» **What you need to do**
Filter the data below and copy out every line that contains the word "bamboo".

» **Task data**
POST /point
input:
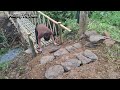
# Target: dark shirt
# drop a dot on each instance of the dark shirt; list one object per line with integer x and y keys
{"x": 41, "y": 28}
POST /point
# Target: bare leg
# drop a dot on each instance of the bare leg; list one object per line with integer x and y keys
{"x": 39, "y": 43}
{"x": 53, "y": 40}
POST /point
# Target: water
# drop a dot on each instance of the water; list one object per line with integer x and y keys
{"x": 10, "y": 55}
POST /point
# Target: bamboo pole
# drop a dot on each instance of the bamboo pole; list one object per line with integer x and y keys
{"x": 54, "y": 21}
{"x": 32, "y": 47}
{"x": 60, "y": 32}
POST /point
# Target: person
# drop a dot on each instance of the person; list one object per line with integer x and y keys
{"x": 41, "y": 31}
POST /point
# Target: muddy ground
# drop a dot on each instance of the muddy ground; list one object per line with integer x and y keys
{"x": 24, "y": 67}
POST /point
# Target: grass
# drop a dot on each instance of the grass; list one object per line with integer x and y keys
{"x": 4, "y": 65}
{"x": 112, "y": 53}
{"x": 3, "y": 51}
{"x": 101, "y": 27}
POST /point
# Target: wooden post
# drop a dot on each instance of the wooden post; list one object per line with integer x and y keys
{"x": 60, "y": 32}
{"x": 32, "y": 47}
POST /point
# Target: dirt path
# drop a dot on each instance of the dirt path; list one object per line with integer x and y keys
{"x": 24, "y": 67}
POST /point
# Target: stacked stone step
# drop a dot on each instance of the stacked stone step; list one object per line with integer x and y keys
{"x": 81, "y": 58}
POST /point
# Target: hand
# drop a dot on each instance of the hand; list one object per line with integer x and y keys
{"x": 55, "y": 43}
{"x": 40, "y": 50}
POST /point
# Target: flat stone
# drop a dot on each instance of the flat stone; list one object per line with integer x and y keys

» **Answer to this task**
# Target: bamboo pole
# drop a dot on each instance of the bamboo pole; list one object per line with integer x and y keys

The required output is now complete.